Copy the items from the start up to and including the line with "<point>543,365</point>", substituting "location" for "coordinates" wherever it occurs and leaving everything else unchanged. Leave the pictures out.

::: Records for processing

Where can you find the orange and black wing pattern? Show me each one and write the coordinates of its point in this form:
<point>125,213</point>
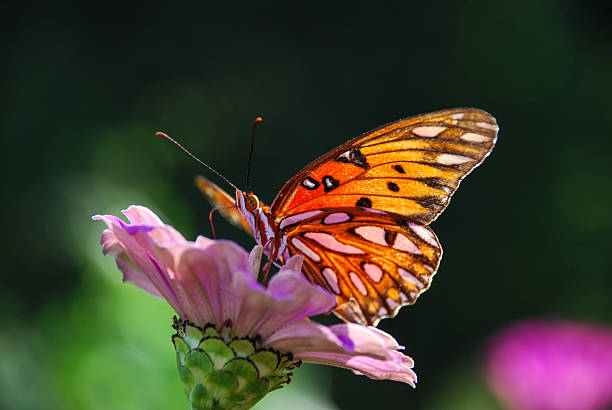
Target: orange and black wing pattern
<point>410,167</point>
<point>373,262</point>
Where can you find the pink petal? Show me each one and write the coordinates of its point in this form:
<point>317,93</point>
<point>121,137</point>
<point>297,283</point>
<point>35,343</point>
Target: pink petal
<point>288,298</point>
<point>365,350</point>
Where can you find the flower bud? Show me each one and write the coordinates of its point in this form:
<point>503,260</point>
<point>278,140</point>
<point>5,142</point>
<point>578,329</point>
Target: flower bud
<point>219,371</point>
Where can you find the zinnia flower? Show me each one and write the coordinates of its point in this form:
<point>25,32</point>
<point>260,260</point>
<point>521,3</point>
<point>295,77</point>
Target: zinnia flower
<point>236,339</point>
<point>543,365</point>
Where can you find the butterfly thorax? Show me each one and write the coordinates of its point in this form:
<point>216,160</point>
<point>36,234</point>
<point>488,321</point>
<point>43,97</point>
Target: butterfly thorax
<point>262,224</point>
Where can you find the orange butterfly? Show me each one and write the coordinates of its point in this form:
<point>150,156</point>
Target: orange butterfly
<point>359,213</point>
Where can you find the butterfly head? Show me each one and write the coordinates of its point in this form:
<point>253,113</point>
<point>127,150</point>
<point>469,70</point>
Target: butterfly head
<point>251,202</point>
<point>247,202</point>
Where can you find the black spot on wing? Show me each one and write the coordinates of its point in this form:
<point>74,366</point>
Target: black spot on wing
<point>355,157</point>
<point>392,186</point>
<point>329,183</point>
<point>390,237</point>
<point>359,159</point>
<point>364,202</point>
<point>310,184</point>
<point>399,169</point>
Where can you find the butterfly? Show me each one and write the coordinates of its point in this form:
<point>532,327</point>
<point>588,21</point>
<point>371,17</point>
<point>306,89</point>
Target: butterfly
<point>360,213</point>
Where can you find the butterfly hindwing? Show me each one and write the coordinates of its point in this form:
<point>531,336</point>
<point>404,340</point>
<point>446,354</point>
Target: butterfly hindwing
<point>374,262</point>
<point>410,167</point>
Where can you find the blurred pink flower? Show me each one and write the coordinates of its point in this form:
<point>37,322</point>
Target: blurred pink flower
<point>548,365</point>
<point>215,282</point>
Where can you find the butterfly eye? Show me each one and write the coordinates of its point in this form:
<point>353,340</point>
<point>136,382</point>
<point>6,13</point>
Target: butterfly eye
<point>251,202</point>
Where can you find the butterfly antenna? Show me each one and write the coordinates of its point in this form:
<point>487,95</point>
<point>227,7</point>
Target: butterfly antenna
<point>257,121</point>
<point>161,134</point>
<point>211,213</point>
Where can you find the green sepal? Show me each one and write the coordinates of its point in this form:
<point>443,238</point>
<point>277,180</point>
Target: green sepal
<point>221,372</point>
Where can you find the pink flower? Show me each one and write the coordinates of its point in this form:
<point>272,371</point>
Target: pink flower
<point>215,282</point>
<point>548,365</point>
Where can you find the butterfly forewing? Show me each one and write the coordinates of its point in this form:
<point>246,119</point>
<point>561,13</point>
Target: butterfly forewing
<point>374,262</point>
<point>358,214</point>
<point>410,167</point>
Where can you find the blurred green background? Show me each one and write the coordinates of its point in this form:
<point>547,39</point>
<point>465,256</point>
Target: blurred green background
<point>84,87</point>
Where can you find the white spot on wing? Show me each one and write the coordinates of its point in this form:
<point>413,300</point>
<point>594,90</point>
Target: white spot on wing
<point>332,279</point>
<point>472,137</point>
<point>424,233</point>
<point>493,127</point>
<point>409,277</point>
<point>402,243</point>
<point>373,271</point>
<point>329,242</point>
<point>336,218</point>
<point>302,247</point>
<point>372,233</point>
<point>428,131</point>
<point>452,159</point>
<point>293,219</point>
<point>391,303</point>
<point>358,283</point>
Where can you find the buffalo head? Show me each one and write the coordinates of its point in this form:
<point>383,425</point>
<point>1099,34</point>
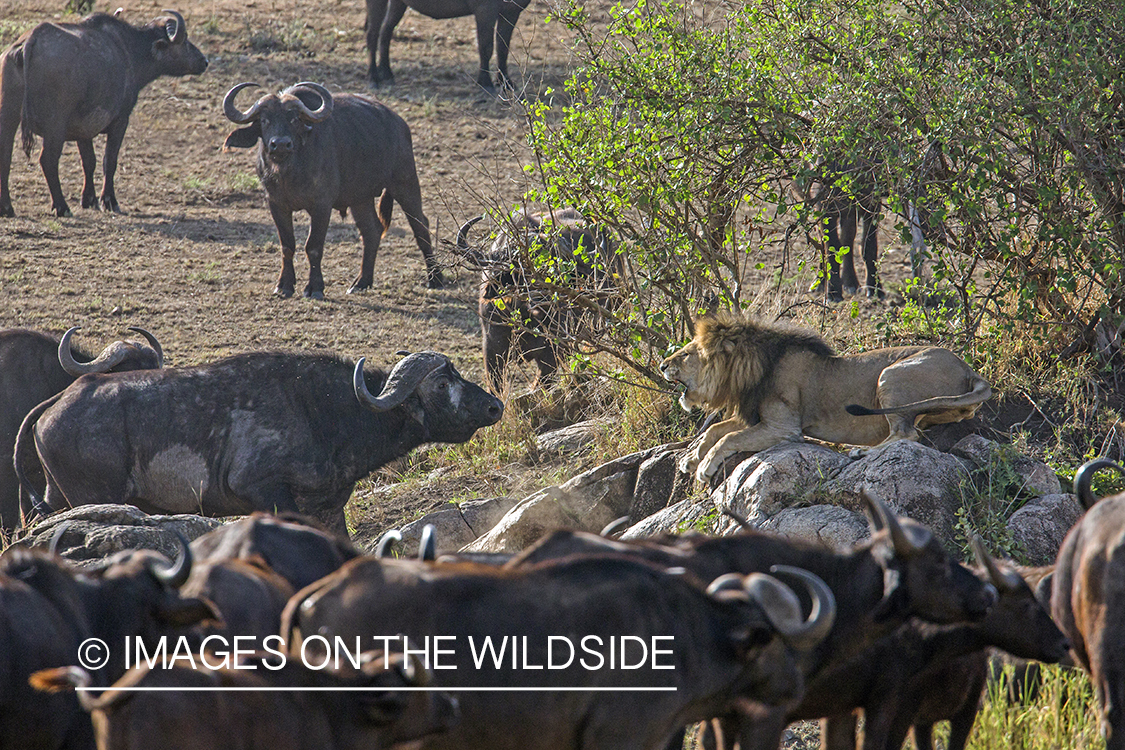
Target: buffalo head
<point>280,120</point>
<point>119,357</point>
<point>449,407</point>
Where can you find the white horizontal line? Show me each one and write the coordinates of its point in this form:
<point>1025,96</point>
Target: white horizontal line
<point>267,688</point>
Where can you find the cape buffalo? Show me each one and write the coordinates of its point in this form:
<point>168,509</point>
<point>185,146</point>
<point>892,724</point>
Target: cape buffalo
<point>1088,597</point>
<point>493,17</point>
<point>525,318</point>
<point>74,81</point>
<point>252,432</point>
<point>741,636</point>
<point>34,367</point>
<point>318,151</point>
<point>48,610</point>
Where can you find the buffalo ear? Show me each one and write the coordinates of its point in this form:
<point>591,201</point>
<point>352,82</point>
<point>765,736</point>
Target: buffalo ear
<point>244,137</point>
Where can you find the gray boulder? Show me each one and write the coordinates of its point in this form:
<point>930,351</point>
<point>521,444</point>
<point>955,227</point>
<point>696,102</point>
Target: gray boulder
<point>1041,525</point>
<point>95,532</point>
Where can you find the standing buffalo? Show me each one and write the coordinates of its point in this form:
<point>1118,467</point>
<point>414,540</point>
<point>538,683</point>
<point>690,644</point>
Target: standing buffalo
<point>521,315</point>
<point>34,367</point>
<point>74,81</point>
<point>252,432</point>
<point>317,152</point>
<point>1088,597</point>
<point>494,17</point>
<point>48,611</point>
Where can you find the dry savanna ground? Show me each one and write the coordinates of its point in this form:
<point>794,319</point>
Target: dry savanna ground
<point>195,256</point>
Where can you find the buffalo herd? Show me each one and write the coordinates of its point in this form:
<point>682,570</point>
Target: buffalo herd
<point>275,632</point>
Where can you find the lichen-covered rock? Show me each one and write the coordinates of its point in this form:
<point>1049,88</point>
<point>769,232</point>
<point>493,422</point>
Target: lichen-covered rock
<point>1041,525</point>
<point>95,532</point>
<point>829,525</point>
<point>987,455</point>
<point>777,478</point>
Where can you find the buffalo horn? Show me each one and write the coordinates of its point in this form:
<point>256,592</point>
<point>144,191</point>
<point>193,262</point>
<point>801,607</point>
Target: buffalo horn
<point>233,113</point>
<point>109,358</point>
<point>908,541</point>
<point>428,548</point>
<point>462,234</point>
<point>1005,580</point>
<point>1085,476</point>
<point>179,29</point>
<point>174,575</point>
<point>806,634</point>
<point>152,342</point>
<point>322,113</point>
<point>384,547</point>
<point>402,381</point>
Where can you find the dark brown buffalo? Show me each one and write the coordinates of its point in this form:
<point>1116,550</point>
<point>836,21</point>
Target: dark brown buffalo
<point>494,18</point>
<point>47,610</point>
<point>34,367</point>
<point>734,640</point>
<point>902,571</point>
<point>358,710</point>
<point>1088,597</point>
<point>925,674</point>
<point>270,432</point>
<point>295,547</point>
<point>75,81</point>
<point>523,318</point>
<point>318,151</point>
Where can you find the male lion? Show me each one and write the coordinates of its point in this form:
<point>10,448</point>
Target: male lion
<point>774,383</point>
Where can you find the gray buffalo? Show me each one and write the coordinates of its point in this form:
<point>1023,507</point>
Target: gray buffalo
<point>318,152</point>
<point>271,432</point>
<point>75,81</point>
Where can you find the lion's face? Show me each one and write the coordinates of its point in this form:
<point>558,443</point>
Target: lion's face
<point>685,368</point>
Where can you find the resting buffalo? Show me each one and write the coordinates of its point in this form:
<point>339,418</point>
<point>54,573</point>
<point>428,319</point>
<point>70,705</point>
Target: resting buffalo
<point>524,318</point>
<point>47,610</point>
<point>255,704</point>
<point>735,639</point>
<point>1088,597</point>
<point>317,152</point>
<point>252,432</point>
<point>494,17</point>
<point>34,367</point>
<point>74,81</point>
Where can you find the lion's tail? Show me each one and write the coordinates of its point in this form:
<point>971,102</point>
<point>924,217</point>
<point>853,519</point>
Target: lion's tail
<point>980,392</point>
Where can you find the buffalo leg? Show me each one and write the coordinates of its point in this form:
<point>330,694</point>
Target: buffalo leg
<point>392,16</point>
<point>505,25</point>
<point>870,215</point>
<point>114,137</point>
<point>48,162</point>
<point>89,162</point>
<point>282,219</point>
<point>486,15</point>
<point>314,249</point>
<point>370,232</point>
<point>408,195</point>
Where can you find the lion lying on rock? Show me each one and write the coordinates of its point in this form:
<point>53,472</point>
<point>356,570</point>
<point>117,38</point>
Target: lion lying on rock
<point>775,383</point>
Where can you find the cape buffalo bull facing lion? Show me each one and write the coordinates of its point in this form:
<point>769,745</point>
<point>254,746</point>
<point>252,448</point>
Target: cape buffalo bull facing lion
<point>775,385</point>
<point>253,432</point>
<point>318,151</point>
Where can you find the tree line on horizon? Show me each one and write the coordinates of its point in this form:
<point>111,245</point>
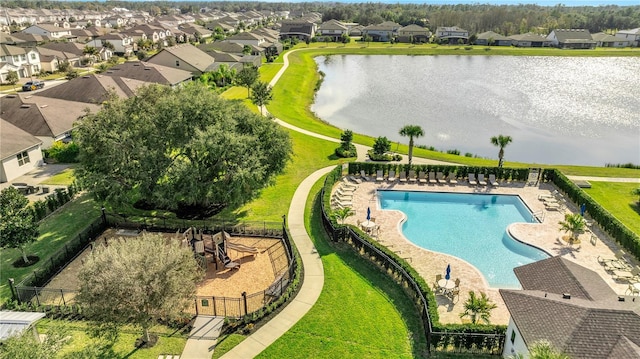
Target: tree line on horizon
<point>476,18</point>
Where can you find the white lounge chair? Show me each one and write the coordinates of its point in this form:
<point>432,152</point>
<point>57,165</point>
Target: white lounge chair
<point>472,179</point>
<point>364,176</point>
<point>452,178</point>
<point>630,275</point>
<point>422,177</point>
<point>492,180</point>
<point>403,176</point>
<point>481,180</point>
<point>392,176</point>
<point>412,176</point>
<point>432,178</point>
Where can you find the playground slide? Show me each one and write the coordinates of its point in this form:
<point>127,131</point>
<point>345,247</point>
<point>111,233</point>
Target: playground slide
<point>242,248</point>
<point>224,258</point>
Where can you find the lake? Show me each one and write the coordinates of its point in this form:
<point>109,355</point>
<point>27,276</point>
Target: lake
<point>559,110</point>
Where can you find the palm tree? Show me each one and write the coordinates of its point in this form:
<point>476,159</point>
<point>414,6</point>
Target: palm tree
<point>342,214</point>
<point>636,192</point>
<point>413,131</point>
<point>478,308</point>
<point>574,223</point>
<point>502,142</point>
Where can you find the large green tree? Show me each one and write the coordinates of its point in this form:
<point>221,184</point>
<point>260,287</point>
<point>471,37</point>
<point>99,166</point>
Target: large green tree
<point>247,77</point>
<point>411,131</point>
<point>138,281</point>
<point>179,147</point>
<point>261,95</point>
<point>18,227</point>
<point>502,142</point>
<point>478,308</point>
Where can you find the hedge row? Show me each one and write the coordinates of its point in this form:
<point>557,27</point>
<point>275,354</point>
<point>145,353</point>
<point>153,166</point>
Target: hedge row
<point>443,336</point>
<point>42,208</point>
<point>610,224</point>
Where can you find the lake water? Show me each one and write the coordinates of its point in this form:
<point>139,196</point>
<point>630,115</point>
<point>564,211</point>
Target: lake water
<point>559,110</point>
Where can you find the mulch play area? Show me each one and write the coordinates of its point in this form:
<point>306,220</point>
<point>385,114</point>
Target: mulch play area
<point>254,273</point>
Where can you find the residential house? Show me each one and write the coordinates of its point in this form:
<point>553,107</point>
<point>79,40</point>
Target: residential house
<point>493,39</point>
<point>451,35</point>
<point>150,73</point>
<point>185,57</point>
<point>122,44</point>
<point>632,35</point>
<point>333,29</point>
<point>529,40</point>
<point>301,29</point>
<point>385,31</point>
<point>574,309</point>
<point>247,38</point>
<point>606,40</point>
<point>20,152</point>
<point>48,119</point>
<point>413,34</point>
<point>50,31</point>
<point>25,62</point>
<point>71,52</point>
<point>571,39</point>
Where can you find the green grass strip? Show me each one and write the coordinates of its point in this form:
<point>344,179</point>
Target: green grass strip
<point>361,313</point>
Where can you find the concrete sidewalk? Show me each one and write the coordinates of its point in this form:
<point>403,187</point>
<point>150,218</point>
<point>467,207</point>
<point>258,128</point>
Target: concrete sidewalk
<point>311,285</point>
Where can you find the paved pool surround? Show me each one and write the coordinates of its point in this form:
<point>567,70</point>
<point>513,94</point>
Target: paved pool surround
<point>545,235</point>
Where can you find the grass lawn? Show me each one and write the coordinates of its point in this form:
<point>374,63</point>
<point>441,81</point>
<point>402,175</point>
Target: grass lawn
<point>616,198</point>
<point>55,231</point>
<point>169,341</point>
<point>310,153</point>
<point>361,313</point>
<point>64,178</point>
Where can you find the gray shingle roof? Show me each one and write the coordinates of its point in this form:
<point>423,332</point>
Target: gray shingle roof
<point>591,323</point>
<point>559,275</point>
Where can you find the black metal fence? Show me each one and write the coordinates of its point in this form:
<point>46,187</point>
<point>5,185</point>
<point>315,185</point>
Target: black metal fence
<point>489,340</point>
<point>31,290</point>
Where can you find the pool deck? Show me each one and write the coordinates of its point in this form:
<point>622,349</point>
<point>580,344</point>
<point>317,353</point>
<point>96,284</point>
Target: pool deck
<point>545,235</point>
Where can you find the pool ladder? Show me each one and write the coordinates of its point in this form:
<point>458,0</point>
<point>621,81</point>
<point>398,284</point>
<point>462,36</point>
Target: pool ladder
<point>538,216</point>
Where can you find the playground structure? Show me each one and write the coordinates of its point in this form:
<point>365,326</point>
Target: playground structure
<point>217,245</point>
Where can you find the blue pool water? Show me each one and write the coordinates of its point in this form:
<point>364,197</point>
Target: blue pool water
<point>472,227</point>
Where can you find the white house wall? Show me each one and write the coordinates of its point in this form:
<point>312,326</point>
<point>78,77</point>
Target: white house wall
<point>518,346</point>
<point>11,170</point>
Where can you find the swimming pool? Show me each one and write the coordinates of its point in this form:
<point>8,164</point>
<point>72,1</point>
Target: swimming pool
<point>472,227</point>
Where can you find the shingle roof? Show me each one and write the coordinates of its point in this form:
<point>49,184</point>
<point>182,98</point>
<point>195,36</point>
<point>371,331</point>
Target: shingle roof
<point>591,323</point>
<point>190,55</point>
<point>42,116</point>
<point>14,140</point>
<point>150,73</point>
<point>559,275</point>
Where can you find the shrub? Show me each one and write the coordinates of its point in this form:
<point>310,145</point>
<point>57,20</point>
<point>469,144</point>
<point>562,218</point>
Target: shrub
<point>64,152</point>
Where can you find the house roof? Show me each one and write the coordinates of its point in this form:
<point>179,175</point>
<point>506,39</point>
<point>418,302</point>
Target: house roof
<point>150,73</point>
<point>42,116</point>
<point>14,140</point>
<point>602,37</point>
<point>190,55</point>
<point>564,35</point>
<point>222,46</point>
<point>591,322</point>
<point>568,277</point>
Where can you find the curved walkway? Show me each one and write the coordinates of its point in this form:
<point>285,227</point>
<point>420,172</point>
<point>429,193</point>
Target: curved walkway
<point>311,286</point>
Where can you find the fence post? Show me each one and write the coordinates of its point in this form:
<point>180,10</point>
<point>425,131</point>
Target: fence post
<point>244,300</point>
<point>14,292</point>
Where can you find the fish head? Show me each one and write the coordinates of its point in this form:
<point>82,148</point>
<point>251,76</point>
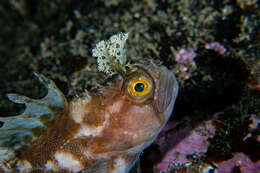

::::::

■ Task result ■
Where can you find the orange and black wing pattern? Show me each one and write the location of its point in this form:
<point>125,213</point>
Target: orange and black wing pattern
<point>410,167</point>
<point>373,262</point>
Where can you find the pink petal? Show me each one and write the location of its point in this form:
<point>317,93</point>
<point>121,137</point>
<point>297,283</point>
<point>35,343</point>
Target: pink petal
<point>288,298</point>
<point>365,350</point>
Where can you find the flower bud? Show me each one and write the location of its point in this form:
<point>503,260</point>
<point>278,140</point>
<point>5,142</point>
<point>578,329</point>
Target: flower bud
<point>219,371</point>
Where can you find the zinnia flower? Show me each one and write the location of its point in this form:
<point>25,32</point>
<point>260,260</point>
<point>521,3</point>
<point>295,77</point>
Target: zinnia flower
<point>236,339</point>
<point>543,365</point>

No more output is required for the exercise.